- [TASK OBJECTIVE]
Starting at the line that holds "Indicate the black t-shirt" and stopping at the line that holds "Indicate the chain", restate the records below word for word, with both of those lines included.

Data entries
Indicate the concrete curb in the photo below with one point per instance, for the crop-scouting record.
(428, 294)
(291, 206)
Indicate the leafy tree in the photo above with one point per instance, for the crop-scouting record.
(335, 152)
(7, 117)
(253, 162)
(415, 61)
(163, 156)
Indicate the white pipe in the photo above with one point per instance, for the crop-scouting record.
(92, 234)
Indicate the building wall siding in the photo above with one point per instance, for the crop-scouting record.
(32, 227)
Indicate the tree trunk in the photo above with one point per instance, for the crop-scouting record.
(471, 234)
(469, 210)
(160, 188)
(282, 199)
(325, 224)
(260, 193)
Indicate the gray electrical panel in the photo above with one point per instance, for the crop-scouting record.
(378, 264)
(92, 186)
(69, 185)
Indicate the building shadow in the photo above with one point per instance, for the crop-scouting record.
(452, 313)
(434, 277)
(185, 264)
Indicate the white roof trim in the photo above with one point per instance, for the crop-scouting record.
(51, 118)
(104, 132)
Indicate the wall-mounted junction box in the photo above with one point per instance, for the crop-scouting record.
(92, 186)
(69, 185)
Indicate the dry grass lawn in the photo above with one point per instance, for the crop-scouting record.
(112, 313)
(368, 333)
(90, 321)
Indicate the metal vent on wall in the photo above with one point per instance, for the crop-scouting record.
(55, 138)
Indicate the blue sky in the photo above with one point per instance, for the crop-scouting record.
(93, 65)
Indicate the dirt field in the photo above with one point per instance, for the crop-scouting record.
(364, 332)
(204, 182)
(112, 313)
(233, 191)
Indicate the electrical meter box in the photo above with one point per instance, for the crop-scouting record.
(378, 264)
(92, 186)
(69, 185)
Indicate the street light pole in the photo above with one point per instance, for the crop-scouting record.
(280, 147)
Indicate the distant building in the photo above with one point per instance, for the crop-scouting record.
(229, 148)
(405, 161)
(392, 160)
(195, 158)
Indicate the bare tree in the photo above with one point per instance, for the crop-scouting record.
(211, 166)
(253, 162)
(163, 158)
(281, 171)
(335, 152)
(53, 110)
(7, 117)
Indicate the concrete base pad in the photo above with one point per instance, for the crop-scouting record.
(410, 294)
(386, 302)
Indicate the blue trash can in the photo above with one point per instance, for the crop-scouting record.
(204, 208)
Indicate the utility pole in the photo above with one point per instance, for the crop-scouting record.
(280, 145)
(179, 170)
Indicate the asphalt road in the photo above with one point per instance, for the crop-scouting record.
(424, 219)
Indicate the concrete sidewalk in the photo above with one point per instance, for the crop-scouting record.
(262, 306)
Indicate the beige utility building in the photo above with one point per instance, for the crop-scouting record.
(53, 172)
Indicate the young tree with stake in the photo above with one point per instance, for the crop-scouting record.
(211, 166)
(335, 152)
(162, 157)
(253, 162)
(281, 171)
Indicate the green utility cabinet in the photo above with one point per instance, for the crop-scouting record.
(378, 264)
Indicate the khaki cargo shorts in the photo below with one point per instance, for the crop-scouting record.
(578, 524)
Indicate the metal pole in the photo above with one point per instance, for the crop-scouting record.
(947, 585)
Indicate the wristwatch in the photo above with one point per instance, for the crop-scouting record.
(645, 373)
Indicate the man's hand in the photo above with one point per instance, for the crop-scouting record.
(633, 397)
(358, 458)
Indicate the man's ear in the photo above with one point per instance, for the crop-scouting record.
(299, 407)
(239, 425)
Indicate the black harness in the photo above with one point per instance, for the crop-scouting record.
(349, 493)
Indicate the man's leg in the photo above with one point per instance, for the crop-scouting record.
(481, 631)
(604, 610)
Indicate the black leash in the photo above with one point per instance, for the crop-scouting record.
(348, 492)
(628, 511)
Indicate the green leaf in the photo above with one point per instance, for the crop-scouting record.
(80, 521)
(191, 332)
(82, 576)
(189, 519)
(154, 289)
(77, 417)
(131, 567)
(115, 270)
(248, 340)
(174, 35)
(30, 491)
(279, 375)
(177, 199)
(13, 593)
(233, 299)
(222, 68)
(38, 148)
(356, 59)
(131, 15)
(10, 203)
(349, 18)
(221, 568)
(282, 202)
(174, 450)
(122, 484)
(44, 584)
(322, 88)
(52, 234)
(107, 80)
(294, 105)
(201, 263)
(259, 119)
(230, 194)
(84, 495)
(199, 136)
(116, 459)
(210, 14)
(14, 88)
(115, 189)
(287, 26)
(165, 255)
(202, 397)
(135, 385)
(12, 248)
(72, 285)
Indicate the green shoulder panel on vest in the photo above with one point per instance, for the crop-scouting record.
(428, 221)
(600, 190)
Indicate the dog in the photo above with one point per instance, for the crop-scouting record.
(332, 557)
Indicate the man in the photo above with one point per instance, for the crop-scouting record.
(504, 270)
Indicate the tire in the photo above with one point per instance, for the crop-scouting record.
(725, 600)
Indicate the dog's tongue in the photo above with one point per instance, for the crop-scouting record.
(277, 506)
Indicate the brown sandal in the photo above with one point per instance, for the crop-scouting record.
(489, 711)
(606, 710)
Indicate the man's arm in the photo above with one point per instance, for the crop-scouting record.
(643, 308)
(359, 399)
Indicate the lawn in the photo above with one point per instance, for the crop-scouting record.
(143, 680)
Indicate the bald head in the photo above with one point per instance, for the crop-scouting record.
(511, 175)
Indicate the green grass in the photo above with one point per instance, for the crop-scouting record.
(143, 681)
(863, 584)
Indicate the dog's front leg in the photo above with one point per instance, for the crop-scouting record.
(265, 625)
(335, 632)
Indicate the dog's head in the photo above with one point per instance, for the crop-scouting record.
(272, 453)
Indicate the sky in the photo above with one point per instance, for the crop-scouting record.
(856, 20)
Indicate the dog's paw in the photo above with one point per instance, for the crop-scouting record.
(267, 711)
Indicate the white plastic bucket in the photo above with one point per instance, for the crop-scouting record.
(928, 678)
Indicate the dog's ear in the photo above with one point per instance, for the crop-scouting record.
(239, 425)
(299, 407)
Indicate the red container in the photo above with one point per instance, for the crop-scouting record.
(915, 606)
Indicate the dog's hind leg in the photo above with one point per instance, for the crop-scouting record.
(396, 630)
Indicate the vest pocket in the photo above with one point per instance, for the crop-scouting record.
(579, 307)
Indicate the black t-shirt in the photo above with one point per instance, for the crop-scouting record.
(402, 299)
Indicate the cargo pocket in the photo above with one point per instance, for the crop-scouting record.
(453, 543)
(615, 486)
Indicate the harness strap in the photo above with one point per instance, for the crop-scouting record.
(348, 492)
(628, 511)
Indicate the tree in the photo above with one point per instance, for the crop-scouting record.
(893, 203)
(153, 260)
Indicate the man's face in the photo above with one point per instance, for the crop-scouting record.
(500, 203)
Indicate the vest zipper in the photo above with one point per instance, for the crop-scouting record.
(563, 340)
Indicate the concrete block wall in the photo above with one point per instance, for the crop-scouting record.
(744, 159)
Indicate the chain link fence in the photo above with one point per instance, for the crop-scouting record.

--

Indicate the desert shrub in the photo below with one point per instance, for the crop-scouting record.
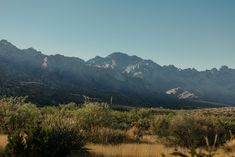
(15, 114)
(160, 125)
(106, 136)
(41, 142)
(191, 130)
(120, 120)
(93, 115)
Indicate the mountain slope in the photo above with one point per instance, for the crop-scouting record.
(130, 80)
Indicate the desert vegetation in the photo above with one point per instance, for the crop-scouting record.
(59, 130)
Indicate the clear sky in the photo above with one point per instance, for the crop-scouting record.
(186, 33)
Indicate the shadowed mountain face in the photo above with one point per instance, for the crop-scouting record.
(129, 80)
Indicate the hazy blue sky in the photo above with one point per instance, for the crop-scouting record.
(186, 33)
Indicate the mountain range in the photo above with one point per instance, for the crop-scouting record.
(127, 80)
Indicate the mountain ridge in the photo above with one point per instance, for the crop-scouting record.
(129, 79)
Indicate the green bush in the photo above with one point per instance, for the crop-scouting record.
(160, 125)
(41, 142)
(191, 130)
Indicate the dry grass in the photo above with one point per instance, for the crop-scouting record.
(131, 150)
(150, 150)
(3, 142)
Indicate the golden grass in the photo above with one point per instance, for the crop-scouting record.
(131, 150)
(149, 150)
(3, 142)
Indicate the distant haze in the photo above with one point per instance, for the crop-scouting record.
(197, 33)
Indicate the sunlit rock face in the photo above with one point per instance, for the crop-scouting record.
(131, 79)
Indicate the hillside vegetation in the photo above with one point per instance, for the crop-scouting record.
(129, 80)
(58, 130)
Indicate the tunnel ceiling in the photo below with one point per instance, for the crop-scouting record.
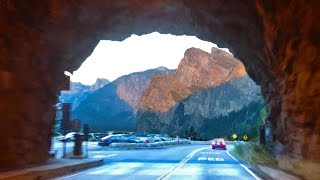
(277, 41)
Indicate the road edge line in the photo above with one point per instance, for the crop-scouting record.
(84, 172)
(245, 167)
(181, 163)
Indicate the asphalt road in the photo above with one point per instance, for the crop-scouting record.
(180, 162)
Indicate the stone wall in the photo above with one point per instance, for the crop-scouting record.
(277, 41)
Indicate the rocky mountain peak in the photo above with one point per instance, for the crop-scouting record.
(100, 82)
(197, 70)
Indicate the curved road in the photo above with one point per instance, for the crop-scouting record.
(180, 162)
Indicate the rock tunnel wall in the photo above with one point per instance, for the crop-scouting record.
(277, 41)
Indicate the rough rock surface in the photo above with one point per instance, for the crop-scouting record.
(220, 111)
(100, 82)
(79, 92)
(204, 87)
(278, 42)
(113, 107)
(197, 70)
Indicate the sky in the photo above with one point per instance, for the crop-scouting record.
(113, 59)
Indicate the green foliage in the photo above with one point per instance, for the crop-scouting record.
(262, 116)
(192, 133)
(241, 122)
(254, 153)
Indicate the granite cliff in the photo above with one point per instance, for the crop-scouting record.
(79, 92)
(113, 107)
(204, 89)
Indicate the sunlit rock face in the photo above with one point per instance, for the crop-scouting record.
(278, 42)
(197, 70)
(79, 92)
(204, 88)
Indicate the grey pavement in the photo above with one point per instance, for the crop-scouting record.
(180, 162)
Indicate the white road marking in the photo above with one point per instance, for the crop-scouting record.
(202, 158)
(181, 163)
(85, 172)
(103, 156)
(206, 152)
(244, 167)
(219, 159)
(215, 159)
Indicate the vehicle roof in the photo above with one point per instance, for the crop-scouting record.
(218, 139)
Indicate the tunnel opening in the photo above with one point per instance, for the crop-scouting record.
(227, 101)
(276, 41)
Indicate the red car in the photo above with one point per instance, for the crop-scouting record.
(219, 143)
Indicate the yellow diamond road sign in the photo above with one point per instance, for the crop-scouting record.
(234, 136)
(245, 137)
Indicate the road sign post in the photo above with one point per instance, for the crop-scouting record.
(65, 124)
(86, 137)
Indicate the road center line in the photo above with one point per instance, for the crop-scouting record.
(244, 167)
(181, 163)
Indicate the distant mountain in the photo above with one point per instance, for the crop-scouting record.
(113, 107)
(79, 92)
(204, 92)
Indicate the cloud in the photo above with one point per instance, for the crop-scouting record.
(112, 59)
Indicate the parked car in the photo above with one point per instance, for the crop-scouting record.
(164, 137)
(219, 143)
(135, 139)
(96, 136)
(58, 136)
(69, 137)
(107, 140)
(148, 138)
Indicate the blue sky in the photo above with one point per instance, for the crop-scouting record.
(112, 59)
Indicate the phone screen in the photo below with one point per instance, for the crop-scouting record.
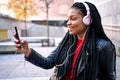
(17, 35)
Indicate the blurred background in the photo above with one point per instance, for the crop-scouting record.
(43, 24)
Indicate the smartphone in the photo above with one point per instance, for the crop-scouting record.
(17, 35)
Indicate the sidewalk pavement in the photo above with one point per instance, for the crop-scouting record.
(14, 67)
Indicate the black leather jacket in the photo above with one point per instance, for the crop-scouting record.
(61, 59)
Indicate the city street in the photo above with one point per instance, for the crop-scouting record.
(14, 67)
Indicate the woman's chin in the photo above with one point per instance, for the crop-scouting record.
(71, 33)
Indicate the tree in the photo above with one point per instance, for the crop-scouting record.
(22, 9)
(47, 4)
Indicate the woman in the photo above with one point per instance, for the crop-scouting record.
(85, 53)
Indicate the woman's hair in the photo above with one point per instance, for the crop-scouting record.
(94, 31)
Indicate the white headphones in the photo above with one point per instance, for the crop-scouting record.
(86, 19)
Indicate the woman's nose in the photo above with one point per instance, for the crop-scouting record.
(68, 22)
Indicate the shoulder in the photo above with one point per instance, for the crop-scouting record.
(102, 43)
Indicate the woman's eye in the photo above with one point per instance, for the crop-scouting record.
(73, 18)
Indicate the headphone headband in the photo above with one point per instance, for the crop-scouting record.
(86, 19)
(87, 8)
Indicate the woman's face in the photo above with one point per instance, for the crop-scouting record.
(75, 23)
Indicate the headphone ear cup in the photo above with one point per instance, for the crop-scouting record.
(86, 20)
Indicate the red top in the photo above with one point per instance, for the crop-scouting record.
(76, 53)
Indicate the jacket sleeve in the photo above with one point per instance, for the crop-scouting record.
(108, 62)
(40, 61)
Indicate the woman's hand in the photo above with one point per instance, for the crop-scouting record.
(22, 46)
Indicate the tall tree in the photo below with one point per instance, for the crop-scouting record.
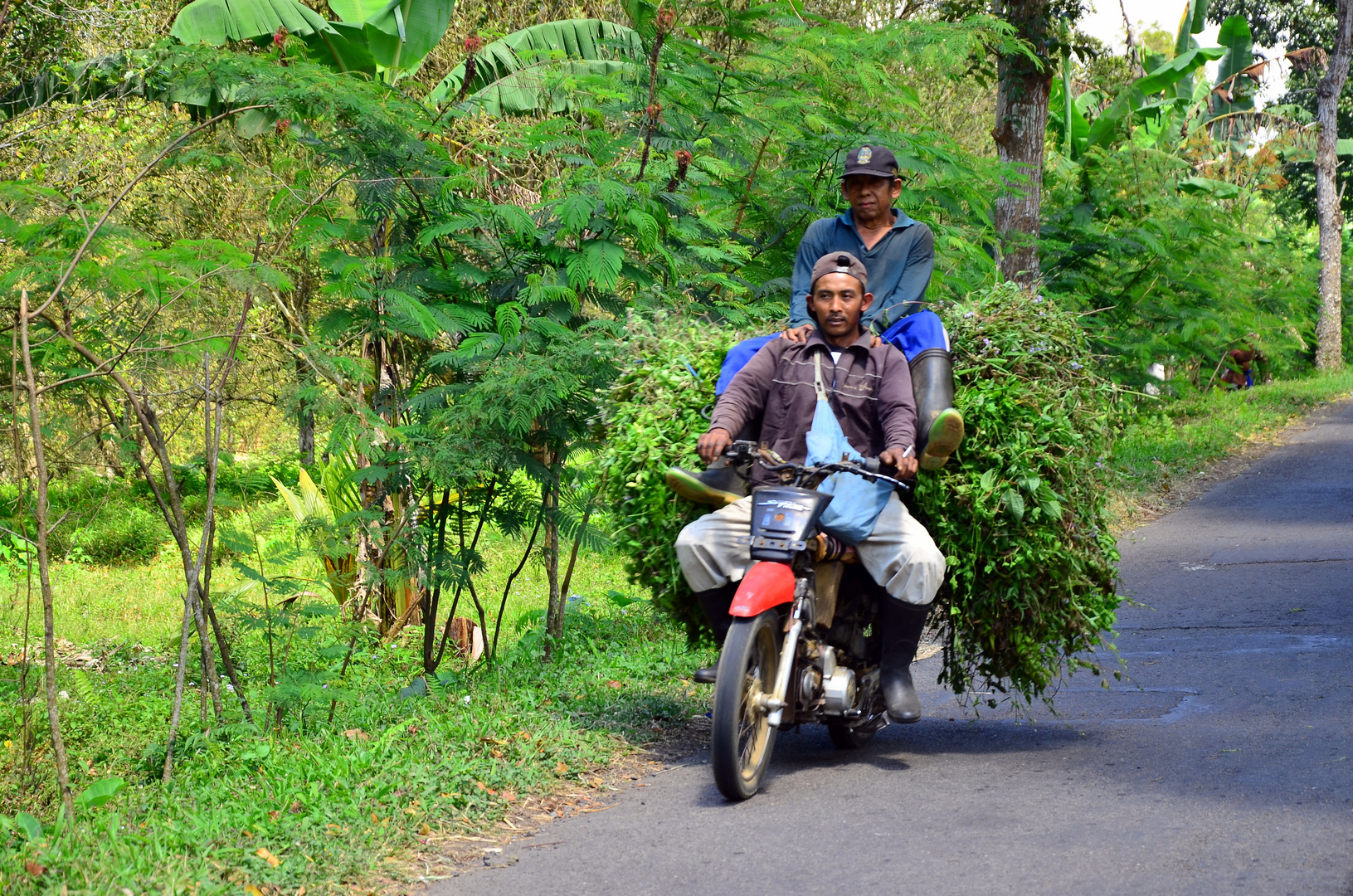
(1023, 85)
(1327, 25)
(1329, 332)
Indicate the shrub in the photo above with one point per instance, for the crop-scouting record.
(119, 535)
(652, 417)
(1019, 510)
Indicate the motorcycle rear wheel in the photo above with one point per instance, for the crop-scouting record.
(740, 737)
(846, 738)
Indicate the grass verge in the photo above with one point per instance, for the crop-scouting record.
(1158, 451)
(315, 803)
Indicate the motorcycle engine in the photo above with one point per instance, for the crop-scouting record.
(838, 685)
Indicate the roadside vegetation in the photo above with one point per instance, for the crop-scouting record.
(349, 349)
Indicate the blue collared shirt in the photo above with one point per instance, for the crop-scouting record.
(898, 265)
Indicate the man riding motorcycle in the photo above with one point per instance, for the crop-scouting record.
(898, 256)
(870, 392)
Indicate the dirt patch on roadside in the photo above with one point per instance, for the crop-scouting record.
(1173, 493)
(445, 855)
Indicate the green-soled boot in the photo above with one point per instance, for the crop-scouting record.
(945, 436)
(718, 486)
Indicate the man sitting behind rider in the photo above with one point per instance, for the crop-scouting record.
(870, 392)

--

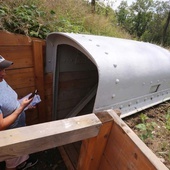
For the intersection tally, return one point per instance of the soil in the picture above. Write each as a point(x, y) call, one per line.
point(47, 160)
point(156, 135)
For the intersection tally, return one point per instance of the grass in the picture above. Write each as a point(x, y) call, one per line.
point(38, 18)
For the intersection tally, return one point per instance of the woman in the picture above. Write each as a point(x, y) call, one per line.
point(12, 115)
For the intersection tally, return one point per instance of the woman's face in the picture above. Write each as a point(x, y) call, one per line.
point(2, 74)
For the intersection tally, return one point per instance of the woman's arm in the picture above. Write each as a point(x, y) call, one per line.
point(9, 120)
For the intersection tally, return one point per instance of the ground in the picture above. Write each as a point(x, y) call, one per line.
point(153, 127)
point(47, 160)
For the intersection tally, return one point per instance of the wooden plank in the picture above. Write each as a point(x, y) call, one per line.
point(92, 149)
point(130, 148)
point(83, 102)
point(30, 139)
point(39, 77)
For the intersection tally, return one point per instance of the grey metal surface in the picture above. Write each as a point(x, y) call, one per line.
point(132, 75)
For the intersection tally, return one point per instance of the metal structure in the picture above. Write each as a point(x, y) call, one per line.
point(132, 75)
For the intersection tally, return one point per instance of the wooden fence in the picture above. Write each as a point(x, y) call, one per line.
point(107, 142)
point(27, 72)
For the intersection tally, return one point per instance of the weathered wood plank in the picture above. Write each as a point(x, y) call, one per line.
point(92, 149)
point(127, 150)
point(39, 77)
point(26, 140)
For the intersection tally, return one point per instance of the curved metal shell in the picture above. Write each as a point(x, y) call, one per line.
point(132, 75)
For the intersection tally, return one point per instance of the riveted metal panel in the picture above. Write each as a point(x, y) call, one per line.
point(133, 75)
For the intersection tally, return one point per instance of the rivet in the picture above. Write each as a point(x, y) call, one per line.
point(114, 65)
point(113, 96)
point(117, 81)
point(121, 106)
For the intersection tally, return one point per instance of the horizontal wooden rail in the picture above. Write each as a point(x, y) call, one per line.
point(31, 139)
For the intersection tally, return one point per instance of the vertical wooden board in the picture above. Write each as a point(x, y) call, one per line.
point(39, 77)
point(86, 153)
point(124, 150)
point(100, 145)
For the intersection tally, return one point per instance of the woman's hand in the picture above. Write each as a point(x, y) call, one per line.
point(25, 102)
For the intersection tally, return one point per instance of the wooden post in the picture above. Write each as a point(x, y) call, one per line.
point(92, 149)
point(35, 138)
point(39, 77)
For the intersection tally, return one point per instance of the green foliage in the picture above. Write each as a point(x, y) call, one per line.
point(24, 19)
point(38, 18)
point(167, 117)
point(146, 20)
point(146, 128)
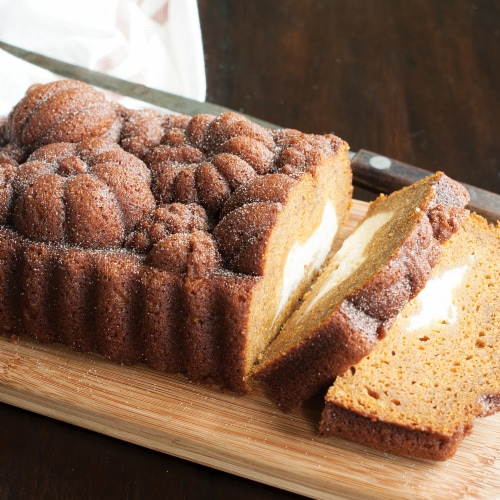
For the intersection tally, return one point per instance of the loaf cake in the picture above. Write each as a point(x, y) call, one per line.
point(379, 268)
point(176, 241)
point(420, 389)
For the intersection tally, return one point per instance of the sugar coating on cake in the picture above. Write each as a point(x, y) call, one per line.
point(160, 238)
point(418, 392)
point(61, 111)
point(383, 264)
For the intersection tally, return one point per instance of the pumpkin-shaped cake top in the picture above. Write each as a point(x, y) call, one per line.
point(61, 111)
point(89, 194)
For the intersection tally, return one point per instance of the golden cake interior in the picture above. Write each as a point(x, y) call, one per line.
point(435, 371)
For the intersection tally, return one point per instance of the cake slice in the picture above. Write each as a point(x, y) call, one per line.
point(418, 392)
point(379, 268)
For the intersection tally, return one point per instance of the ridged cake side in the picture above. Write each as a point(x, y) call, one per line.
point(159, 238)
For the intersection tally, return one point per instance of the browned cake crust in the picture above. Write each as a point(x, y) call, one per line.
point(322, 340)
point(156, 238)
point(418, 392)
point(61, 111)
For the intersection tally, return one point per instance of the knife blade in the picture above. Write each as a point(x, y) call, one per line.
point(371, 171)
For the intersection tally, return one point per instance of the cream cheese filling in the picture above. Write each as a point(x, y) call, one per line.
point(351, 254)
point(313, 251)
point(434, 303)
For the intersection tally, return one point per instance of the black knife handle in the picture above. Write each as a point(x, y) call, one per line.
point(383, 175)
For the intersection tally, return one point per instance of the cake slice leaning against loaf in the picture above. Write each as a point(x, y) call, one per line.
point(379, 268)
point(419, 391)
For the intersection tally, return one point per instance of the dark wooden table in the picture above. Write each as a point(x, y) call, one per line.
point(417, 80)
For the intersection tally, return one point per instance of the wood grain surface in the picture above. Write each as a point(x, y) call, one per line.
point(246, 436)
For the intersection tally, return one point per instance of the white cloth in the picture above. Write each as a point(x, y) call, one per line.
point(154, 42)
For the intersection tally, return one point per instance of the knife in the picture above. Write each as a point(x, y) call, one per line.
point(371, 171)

- [ANSWER FOR THE TASK]
Indicate the black t-shirt in the photo above with one point per instance, for the crop-scouting record.
(402, 299)
Indicate the cargo pocket in the photo above with one point per instance, for the crop-scouting record.
(453, 543)
(615, 486)
Indicate the harness strap in the photo above with one point per instance, for the crop-scouting record.
(348, 492)
(628, 511)
Indicate the tree in the photo above with one point per instance, for the crop-scouting record.
(893, 203)
(153, 260)
Indicate the man's face in the photo above with one point per instance, for the crop-scouting record.
(500, 203)
Indicate the vest zipper in the photo above with one point per instance, for the crop-scouting record.
(563, 340)
Indicate the concrete block wall in the photo above with one point per instance, for the crop-scouting record.
(744, 159)
Indicate the chain link fence in the photo above with one point per instance, for the crop-scouting record.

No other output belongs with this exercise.